- **Exercise**: Write out again the stretch from the line containing "Identify every tree in the image above." through the end of the rows below, requests included, adding 74 to every coordinate in the answer boxes. Keep the sample boxes that show the format unchanged.

Region labeling records

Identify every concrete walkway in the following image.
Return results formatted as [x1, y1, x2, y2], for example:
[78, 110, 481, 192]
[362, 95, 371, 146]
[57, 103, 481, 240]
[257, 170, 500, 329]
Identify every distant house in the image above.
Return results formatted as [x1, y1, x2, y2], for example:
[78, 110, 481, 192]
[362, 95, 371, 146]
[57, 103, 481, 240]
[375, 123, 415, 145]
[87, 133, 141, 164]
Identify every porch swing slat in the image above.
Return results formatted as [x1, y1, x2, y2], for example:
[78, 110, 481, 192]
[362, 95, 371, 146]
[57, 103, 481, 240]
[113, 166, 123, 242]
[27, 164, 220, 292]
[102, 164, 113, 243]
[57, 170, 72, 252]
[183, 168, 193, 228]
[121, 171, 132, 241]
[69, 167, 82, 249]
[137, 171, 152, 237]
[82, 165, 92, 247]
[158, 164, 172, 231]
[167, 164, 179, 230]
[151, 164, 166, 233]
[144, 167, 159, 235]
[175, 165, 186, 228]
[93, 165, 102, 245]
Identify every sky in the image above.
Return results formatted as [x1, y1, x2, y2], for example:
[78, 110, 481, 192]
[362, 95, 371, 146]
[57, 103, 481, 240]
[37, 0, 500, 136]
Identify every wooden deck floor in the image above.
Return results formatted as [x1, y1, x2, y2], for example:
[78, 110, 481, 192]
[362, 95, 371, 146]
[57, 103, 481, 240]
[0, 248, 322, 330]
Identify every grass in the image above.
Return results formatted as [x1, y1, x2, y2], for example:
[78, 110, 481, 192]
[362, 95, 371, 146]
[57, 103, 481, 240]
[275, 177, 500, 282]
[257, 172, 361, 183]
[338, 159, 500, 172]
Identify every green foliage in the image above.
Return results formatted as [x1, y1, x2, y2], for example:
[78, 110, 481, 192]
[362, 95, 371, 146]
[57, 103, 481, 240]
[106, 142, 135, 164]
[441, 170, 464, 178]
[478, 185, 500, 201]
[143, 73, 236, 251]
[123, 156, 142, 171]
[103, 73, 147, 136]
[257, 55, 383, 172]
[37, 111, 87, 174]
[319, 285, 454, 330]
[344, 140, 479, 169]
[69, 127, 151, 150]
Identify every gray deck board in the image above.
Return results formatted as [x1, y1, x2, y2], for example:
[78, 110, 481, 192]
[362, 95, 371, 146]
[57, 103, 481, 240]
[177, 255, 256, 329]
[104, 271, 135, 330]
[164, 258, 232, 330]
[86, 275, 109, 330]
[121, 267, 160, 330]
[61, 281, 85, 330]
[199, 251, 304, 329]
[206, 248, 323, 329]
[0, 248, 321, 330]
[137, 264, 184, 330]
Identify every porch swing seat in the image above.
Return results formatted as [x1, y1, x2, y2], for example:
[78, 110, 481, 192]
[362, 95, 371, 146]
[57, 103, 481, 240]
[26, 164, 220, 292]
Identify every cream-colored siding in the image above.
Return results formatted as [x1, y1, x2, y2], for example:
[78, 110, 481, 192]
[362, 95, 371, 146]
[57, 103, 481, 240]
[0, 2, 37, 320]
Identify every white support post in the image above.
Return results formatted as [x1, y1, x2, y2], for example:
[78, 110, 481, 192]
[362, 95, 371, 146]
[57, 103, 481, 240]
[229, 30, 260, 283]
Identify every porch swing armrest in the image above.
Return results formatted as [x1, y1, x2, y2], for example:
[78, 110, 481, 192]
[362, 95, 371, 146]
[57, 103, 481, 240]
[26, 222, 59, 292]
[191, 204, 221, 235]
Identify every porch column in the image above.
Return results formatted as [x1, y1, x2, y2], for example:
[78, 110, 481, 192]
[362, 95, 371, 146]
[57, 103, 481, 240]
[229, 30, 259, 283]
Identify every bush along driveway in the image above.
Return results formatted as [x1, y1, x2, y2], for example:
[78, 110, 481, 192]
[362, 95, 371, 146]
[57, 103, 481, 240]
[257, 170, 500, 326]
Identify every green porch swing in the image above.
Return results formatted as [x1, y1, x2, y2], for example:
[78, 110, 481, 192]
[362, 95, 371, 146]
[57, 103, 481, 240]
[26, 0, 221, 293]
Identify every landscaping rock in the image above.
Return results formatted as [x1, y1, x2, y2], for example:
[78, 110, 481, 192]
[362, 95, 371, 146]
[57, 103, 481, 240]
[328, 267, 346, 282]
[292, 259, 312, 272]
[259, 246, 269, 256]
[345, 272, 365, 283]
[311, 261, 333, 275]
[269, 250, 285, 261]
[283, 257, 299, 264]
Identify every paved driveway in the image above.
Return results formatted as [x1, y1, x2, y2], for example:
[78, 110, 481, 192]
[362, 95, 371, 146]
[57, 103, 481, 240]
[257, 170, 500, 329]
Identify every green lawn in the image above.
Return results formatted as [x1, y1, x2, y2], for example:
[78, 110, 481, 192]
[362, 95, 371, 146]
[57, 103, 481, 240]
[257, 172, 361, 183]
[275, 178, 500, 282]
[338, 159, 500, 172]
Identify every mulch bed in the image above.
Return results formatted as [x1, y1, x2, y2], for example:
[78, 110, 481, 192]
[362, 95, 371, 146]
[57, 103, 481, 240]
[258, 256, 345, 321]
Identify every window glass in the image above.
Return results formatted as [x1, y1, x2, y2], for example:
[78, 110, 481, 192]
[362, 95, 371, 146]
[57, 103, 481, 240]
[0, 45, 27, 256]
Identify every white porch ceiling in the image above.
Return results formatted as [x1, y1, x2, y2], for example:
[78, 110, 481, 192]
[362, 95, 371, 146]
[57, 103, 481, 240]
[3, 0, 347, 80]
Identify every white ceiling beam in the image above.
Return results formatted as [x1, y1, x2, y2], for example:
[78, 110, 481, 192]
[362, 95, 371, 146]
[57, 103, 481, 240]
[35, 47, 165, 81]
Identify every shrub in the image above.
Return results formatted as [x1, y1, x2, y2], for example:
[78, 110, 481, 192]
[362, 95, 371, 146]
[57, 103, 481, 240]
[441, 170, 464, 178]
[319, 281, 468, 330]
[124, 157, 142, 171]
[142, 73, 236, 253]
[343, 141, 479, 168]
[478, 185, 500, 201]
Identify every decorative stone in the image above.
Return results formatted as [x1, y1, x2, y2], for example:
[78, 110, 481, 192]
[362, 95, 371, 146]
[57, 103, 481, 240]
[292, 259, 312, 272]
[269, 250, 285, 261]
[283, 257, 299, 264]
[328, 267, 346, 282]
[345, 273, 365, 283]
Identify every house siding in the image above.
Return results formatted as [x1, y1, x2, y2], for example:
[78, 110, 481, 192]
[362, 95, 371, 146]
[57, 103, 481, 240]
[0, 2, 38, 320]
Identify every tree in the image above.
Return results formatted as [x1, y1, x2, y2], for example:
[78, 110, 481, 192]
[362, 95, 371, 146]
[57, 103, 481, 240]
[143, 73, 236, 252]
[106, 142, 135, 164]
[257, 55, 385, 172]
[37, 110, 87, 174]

- **The result**:
Identify every tree in the image above.
Return results formatted as [x1, y1, x2, y2], for example:
[78, 110, 481, 192]
[362, 95, 371, 146]
[57, 103, 481, 240]
[217, 147, 310, 326]
[180, 216, 209, 238]
[331, 129, 459, 246]
[111, 184, 161, 248]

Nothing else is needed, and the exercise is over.